## TASK TO COMPLETE
Copy out each line of the material in which the word "barrel" can be found.

[THE DATA Boundary: Start]

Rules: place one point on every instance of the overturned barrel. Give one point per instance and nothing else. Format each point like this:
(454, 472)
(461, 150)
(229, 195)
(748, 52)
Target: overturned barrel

[THE DATA Boundary: End]

## ANSWER
Rules: place one point on every instance of the overturned barrel. Give one point per instance and nothing else. Format each point like this:
Target: overturned barrel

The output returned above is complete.